Problem description
Everything from the line holding "Label a point on each instance of the peach" through the last line below must be repeated exactly, and nothing else.

Given data
>>>

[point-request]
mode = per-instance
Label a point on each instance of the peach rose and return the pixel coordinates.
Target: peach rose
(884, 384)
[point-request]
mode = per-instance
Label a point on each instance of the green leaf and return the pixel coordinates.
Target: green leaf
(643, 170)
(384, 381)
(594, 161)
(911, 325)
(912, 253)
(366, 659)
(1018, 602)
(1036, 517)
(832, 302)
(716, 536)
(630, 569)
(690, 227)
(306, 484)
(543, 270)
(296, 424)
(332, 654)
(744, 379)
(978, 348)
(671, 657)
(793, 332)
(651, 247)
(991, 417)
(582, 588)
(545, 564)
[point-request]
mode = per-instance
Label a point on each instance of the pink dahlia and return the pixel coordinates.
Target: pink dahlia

<<<

Task result
Label a point on each instance of the peach rose and return the pixel coordinates.
Target: peach rose
(884, 384)
[point-request]
mode = per-instance
Label a point on each instance of the green leaf and return the pixel coordinates.
Target: green leaf
(643, 170)
(384, 381)
(594, 161)
(911, 325)
(912, 253)
(366, 659)
(1018, 602)
(1036, 517)
(832, 302)
(716, 536)
(630, 569)
(690, 227)
(306, 484)
(543, 270)
(296, 424)
(332, 654)
(744, 379)
(978, 348)
(671, 657)
(793, 332)
(651, 247)
(991, 417)
(582, 588)
(545, 564)
[point-request]
mode = per-instance
Label a point on each instance of the pink dahlia and return the pixel coordinates.
Target: pink dahlia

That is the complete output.